__Extract provided__
------------------------------------

Oh, I see the source of confusion!
Just in: Doctors and hospitals cannot counsel dead people on drug issues.
But they can counsel the ones that don't die. Compare that with the doctors never being able to counsel anyone because they no longer have to go in for a prescription....I think I'd rather them be able to save the ones that they can than not be able to try and save anyone at all because they think they no longer have need of the doctor. Consider it Triage.
I'm not talking about the ones that don't die.
I'm talking about the ones that will die that didn't have to die, but for this policy. The fact that some might luck out anyway and talk to a doctor does not in any way logically justify a policy that pointlessly lets others die in order to teach addicts writ large a moral lesson.

------------------------------------

__What you need to do__
1. Set down the passage of the drug-policy exchange that begins at the words "But they can" and stops after "a moral lesson.", without any changes.
2. Resume the drug-policy exchange, picking up right after its final sentence.
The data comes from a separate source.

__Record extracts__
------------------------------------

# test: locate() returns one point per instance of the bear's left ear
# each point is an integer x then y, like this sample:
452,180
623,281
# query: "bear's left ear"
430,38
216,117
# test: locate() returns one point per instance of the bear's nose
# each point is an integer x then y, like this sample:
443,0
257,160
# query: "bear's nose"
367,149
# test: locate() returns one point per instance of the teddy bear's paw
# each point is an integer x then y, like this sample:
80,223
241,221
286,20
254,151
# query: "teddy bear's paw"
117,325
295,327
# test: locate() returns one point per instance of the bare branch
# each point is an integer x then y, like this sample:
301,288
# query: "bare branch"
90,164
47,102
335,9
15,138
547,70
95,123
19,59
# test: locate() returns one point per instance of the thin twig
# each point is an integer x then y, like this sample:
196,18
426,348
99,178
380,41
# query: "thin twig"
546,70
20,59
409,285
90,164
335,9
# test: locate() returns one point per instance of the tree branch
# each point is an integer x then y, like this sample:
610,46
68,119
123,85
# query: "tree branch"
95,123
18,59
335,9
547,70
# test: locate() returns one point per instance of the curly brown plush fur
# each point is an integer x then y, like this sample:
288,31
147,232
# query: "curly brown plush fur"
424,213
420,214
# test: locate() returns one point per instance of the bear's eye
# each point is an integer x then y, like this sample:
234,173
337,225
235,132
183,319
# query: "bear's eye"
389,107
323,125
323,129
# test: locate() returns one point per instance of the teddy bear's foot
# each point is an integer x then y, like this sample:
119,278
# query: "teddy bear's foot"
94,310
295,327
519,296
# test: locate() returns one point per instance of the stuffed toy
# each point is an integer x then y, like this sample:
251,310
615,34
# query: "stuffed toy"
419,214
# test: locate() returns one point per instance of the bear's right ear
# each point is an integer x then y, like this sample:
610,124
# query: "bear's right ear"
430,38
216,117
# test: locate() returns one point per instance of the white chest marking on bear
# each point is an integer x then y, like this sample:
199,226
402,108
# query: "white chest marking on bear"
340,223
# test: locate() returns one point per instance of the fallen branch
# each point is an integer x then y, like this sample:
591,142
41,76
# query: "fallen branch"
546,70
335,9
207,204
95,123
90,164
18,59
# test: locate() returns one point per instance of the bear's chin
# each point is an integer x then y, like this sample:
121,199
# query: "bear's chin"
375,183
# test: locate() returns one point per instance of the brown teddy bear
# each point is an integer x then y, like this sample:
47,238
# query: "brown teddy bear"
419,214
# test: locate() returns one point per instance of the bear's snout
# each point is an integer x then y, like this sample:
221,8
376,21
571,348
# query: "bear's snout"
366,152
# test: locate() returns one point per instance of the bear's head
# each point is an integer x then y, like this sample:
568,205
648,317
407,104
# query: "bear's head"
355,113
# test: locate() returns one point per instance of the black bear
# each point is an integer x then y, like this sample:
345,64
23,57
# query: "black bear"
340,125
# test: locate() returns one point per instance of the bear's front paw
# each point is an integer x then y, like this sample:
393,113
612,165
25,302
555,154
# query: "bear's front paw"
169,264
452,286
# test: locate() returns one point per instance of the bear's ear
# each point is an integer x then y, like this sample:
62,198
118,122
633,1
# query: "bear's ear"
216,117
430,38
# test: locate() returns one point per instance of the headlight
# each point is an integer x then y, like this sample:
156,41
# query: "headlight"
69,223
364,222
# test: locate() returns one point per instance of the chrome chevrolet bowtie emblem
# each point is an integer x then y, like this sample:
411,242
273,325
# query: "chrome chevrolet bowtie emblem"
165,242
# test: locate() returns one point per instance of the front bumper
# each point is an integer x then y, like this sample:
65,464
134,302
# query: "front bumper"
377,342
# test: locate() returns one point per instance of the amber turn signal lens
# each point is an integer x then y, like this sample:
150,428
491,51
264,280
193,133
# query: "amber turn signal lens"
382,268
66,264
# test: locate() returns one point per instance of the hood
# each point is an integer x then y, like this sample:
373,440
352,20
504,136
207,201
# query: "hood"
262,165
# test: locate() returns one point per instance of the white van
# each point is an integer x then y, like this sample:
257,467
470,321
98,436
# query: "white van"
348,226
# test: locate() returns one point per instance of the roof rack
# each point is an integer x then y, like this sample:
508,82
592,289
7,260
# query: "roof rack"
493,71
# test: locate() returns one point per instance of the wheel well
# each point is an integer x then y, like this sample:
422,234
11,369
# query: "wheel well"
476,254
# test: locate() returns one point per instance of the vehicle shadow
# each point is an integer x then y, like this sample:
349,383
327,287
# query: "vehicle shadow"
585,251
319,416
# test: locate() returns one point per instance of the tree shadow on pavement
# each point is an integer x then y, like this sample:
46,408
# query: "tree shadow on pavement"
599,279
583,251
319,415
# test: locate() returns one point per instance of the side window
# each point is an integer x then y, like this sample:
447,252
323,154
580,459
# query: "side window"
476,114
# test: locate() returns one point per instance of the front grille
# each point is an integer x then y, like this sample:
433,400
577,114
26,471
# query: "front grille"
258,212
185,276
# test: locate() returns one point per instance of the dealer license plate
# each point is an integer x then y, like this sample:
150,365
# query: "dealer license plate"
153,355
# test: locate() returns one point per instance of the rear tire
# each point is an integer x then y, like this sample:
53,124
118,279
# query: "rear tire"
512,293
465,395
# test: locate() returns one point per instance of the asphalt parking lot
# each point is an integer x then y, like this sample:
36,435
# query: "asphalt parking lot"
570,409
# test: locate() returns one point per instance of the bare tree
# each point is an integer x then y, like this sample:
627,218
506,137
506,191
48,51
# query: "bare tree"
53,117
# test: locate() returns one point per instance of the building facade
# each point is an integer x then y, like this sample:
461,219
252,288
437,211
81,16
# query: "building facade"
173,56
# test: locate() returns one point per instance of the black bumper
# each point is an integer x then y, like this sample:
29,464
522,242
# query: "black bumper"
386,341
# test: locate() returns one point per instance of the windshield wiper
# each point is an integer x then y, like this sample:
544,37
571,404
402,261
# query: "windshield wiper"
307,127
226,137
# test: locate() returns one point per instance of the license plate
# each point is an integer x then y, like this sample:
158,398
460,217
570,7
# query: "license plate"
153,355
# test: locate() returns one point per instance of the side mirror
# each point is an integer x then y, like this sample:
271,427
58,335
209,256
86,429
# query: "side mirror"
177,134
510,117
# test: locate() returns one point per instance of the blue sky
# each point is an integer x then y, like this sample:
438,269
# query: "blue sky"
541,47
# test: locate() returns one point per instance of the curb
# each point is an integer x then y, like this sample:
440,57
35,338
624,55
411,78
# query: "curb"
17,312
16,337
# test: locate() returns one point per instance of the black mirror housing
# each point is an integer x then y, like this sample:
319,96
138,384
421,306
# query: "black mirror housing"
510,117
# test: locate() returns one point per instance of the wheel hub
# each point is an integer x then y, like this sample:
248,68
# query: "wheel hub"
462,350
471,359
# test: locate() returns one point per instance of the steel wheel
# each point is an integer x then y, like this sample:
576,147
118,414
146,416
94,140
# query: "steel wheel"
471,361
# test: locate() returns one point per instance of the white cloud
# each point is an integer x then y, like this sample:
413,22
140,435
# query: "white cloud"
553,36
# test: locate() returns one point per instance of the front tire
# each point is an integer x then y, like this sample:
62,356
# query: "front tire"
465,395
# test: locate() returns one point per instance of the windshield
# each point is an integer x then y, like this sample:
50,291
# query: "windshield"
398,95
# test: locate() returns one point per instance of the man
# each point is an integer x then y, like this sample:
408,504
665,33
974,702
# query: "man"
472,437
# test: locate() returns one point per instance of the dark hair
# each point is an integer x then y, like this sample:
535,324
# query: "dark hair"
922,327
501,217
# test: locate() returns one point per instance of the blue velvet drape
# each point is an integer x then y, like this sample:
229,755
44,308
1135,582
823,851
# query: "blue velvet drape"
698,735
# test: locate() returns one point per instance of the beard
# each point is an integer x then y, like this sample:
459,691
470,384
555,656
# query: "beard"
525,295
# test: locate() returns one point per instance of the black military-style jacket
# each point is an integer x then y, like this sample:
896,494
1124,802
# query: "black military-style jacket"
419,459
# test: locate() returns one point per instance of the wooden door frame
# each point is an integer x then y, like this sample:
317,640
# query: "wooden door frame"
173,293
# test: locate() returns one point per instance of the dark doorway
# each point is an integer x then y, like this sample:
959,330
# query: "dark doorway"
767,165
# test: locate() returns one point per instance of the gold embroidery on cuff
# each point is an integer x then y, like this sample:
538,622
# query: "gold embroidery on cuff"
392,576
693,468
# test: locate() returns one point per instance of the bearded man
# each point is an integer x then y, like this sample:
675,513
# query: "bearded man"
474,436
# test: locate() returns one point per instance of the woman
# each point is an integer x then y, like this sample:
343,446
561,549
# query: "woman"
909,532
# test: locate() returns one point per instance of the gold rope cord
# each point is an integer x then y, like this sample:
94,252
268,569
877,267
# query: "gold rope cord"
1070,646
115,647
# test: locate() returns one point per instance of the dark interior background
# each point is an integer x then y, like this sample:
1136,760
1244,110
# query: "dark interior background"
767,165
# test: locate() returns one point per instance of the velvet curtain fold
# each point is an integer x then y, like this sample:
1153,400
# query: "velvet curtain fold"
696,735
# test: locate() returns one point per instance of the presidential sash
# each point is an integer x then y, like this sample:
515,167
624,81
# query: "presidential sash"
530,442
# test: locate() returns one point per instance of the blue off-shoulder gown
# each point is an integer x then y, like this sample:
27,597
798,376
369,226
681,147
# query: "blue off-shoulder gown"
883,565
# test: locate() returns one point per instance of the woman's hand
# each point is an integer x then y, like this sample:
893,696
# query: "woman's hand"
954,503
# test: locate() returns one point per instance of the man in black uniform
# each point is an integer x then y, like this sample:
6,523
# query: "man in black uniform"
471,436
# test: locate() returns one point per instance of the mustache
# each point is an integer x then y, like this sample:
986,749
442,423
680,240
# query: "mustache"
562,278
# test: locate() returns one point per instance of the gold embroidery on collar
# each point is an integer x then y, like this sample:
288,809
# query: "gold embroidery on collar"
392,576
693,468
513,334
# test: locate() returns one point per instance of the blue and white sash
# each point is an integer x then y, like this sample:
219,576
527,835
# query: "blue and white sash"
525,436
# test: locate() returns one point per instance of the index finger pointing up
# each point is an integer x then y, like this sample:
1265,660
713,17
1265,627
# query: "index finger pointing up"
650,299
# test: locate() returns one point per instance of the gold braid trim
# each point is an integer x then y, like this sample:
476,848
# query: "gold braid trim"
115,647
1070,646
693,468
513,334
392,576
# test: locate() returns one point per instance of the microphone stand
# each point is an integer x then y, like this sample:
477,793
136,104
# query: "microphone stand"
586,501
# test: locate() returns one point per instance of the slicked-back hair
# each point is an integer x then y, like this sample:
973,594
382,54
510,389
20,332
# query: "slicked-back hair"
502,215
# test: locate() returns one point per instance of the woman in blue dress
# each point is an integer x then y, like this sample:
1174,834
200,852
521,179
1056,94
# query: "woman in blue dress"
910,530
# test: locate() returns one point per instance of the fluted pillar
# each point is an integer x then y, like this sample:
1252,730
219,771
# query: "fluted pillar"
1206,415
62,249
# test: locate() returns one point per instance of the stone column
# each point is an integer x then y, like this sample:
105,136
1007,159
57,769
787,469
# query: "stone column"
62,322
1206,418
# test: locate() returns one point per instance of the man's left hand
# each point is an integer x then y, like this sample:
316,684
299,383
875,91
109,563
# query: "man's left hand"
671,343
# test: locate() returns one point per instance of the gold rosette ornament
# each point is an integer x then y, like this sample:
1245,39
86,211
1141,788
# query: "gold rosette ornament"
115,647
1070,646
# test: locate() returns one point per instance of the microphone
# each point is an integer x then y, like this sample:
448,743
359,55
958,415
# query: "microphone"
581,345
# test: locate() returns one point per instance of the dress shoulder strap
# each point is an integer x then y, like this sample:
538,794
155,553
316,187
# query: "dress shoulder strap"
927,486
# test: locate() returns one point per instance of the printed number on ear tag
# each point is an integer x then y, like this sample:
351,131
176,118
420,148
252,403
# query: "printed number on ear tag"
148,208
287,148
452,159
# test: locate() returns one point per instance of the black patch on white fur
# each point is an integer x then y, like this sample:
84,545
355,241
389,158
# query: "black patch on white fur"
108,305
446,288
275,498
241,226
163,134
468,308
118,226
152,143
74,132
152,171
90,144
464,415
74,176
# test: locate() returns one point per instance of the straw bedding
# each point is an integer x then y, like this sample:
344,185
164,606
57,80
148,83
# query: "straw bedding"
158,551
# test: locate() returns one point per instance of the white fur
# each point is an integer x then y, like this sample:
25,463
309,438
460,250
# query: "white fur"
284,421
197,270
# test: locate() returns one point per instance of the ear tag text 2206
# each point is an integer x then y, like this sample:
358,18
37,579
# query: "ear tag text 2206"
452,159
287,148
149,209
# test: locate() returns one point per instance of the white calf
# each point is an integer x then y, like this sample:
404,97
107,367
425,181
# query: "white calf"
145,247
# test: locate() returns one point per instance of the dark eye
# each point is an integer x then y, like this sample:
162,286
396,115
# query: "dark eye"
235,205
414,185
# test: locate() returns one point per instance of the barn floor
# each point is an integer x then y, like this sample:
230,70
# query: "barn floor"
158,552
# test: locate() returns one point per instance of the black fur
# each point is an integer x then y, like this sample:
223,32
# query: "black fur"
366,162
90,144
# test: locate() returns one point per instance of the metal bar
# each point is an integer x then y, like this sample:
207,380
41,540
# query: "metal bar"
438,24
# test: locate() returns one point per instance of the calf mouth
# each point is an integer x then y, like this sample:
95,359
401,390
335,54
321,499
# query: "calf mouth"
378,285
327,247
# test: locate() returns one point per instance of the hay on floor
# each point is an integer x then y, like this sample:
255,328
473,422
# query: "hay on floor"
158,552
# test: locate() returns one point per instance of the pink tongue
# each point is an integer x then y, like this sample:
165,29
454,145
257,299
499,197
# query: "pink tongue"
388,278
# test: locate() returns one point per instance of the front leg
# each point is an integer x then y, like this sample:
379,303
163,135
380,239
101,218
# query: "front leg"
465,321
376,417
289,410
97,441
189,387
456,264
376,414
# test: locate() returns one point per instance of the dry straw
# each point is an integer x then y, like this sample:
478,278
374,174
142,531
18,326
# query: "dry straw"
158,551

------------------------------------

__Written answers__
1.
But they can counsel the ones that don't die. Compare that with the doctors never being able to counsel anyone because they no longer have to go in for a prescription....I think I'd rather them be able to save the ones that they can than not be able to try and save anyone at all because they think they no longer have need of the doctor. Consider it Triage.
I'm not talking about the ones that don't die.
I'm talking about the ones that will die that didn't have to die, but for this policy. The fact that some might luck out anyway and talk to a doctor does not in any way logically justify a policy that pointlessly lets others die in order to teach addicts writ large a moral lesson.

2.
In fact, it is self-contradictory in the extreme, because you actually have no evidence that someone saved by a medication will always make the decision to go back to drugs because they were saved. Not all addicts are Nikki Sixx. Some are like Slash or Duff McKagan, and actually DO sober up after nearly dying. (In fact, I'm fairly sure even Sixx sobered up eventually. And he was saved at least once. How about that?)
The cold-hearted policy you defend denies them that choice, all in the name of teaching some grand moral lesson to addicts in general, who aren't listening to your moral lesson anyway because they're addicts. Or dead.